Énoncé
Mettez à l'échelle les lignes allant de celle qui contient « Q: Can you identify where the side » à celle qui contient « 78 14 162 98 », ces deux-là comprises. Recopiez-les toutes en gardant le texte tel quel, mais multipliez chaque coordonnée de cadre par 2,55 et arrondissez à l'entier, les demis vers le haut.

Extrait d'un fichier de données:
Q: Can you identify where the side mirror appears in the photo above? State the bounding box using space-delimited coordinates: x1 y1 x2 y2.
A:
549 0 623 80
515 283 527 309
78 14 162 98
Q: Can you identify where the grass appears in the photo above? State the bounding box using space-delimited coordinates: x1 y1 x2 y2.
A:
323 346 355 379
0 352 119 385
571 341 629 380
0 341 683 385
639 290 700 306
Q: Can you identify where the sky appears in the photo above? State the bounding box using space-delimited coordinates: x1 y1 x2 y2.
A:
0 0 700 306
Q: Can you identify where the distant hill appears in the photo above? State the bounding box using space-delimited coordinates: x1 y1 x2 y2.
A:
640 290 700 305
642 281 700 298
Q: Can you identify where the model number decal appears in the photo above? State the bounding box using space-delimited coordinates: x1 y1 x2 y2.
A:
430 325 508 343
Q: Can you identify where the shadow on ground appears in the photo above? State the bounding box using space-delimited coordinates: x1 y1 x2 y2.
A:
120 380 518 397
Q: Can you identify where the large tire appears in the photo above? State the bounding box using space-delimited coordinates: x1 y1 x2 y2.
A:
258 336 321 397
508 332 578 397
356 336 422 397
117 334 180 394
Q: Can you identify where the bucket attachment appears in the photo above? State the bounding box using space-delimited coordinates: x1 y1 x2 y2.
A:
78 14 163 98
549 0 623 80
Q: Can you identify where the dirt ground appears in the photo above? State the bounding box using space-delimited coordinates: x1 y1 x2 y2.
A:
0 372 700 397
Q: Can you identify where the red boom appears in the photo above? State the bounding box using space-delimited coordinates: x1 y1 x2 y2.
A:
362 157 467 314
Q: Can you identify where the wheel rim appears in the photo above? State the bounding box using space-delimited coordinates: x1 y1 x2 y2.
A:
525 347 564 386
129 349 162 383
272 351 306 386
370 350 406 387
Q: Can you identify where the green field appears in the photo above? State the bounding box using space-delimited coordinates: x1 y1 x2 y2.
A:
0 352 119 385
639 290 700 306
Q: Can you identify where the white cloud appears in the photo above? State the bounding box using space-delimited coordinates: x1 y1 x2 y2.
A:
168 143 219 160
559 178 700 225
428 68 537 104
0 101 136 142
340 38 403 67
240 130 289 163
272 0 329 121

--

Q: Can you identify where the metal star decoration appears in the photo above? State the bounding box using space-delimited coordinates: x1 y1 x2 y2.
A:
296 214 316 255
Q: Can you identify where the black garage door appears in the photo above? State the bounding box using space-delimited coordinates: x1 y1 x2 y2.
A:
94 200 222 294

* * *

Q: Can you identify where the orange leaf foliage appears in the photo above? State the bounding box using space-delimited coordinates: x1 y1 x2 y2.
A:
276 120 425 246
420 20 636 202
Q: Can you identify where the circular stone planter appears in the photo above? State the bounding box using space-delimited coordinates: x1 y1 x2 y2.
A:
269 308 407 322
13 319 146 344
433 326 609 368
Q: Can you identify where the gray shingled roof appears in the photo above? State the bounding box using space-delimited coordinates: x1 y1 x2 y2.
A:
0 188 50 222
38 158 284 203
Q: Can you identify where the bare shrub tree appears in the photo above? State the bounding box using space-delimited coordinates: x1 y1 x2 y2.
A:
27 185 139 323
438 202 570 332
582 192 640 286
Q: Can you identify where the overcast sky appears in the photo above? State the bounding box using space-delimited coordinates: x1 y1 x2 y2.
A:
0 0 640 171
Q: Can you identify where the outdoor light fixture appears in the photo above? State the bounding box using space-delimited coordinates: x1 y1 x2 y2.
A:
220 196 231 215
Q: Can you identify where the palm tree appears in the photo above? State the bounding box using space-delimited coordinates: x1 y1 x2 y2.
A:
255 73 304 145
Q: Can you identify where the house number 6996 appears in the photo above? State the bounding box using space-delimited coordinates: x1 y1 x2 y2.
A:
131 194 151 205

Corrigé
Q: Can you identify where the side mirror appears in the photo above? State the bounding box using space-delimited coordinates: x1 y1 x2 y2.
A:
1400 0 1589 204
1313 722 1344 788
199 36 413 250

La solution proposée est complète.